#### THE REQUEST:
In the account below of a small boy cutting his own hair, list the adjectives the narrator uses to tell him what he is instead of stupid.

#### SELECTED EXTRACT:
※ ※ ※

Sticks and Stones and A Little Boy's Bones.

Kiedis tried to cut his own hair last week.

He only got a section of it, kind of by the crown over towards his forehead in a very thin, flat, lateral move that is easily disguisable by the rest of his mop, but I was shocked to find eight inch tendrils of golden locks strewn about my bathroom floor after getting out of the shower one afternoon.

He was startled when I asked him about it and became upset -- I can only assume he thought he was in trouble though I at no point expressed that to him. He'd found a pair of cuticle scissors that I thought were too dull to anything and apparently just went to town before giving up and running away, forgetting to clean up the evidence behind him.

I mean, I know all kids do this. I did this in first or second grade, a solid chunk right out of my Zooey-esque bangs smack in the center during a video at school. Nearly everyone I talked to said that yes, this is a thing that happens with children and many had done it themselves.

But when I asked Kiedis why he did this, as he's just begun to answer "Why?" questions with "Because ..." often ending with some echolalic response (but at least it means he's getting question and response patterns down!), he swiftly and deftly broke my heart.

"Because," he lilted, drawing out the central soft vowel sound, "Kiedis is stupid. Kiedis look like a girl. Kiedis is stupid."

Oh, no.

I asked him if someone said this to him at school and he hung his sweet head, chin trembling as he nodded. My heart shattered into a million pieces for my sweet, sensitive boy as I swept him up into a hug and he released pained sobs that I knew all too well, from my own childhood taunting, clinging to me in a way he so rarely does.

"Oh, Buddy, you are absolutely not stupid. You are so bright and smart and creative. You are great at puzzles and Legos and making things playing pretend and you are not at all stupid, honey, I promise you that."

He continued to wail into my shoulder as his hand sunk into the wet tangle of hair at the nape of my neck, gently twirling the strands between his miniature fingers.

"Did someone call you that because of your hair?"

He nodded, his forehead gently rapping into my collarbone as I brushed some of the thick, wavy strands behind his ear.

We've never forced him to have long hair -- it has always been his choice, one I actually check with him often, having to trust that when he answers he understands what I'm talking about and that I'm comprehending his answers correctly.

※ ※ ※

#### LISTED RECORDS:
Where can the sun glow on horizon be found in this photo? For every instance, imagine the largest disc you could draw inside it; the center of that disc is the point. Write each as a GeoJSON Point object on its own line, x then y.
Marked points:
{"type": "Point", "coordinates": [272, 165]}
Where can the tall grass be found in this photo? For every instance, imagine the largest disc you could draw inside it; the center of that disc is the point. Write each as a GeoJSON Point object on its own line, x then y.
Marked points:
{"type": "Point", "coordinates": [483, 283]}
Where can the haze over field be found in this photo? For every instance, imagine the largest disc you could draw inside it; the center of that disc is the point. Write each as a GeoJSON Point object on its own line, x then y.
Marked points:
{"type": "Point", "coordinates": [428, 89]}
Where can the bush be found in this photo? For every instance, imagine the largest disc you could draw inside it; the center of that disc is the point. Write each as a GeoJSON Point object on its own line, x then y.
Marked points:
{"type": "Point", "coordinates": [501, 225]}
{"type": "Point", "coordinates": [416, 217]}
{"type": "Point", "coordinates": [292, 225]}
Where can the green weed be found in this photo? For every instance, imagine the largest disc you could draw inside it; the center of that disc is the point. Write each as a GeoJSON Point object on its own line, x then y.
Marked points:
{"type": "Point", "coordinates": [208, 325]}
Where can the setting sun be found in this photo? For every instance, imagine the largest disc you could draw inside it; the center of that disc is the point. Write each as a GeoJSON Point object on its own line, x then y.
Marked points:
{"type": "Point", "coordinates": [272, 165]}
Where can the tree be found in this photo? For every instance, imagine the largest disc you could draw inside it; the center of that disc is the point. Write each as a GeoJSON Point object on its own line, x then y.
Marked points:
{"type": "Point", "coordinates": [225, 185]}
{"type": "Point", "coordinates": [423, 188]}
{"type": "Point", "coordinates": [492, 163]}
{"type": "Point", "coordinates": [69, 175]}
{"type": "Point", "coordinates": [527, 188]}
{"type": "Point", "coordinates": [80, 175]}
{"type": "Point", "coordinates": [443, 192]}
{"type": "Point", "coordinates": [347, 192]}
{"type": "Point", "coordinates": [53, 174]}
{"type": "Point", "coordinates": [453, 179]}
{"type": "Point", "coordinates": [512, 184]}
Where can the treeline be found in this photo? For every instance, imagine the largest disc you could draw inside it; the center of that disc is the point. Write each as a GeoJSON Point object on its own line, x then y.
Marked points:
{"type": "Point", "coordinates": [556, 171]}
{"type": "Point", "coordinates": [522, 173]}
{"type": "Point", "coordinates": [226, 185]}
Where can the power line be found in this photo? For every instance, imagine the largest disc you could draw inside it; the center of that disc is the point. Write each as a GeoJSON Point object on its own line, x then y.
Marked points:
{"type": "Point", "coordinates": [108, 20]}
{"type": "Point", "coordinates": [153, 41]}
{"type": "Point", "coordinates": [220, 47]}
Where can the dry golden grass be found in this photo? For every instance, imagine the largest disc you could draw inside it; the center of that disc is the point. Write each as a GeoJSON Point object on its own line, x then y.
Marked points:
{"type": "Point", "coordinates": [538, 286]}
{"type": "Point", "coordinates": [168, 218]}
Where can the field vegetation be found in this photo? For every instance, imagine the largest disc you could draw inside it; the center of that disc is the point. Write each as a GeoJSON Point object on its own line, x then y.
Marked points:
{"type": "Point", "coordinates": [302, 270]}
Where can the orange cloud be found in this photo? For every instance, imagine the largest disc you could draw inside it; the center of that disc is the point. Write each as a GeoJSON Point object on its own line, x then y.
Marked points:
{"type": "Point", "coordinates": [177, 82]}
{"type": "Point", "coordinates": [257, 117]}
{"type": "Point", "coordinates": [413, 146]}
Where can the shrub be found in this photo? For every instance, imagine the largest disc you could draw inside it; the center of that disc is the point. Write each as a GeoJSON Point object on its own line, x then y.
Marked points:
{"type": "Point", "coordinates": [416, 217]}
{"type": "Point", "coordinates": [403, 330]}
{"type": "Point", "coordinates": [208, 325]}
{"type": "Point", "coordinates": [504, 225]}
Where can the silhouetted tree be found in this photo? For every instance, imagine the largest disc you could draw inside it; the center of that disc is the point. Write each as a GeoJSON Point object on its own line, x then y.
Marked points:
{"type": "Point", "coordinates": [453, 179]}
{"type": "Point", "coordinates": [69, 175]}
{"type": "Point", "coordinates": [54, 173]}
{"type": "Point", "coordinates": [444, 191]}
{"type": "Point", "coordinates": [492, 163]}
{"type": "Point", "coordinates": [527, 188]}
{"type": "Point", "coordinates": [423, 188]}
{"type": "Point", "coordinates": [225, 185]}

※ ※ ※

#### TASK RESULT:
bright, smart, creative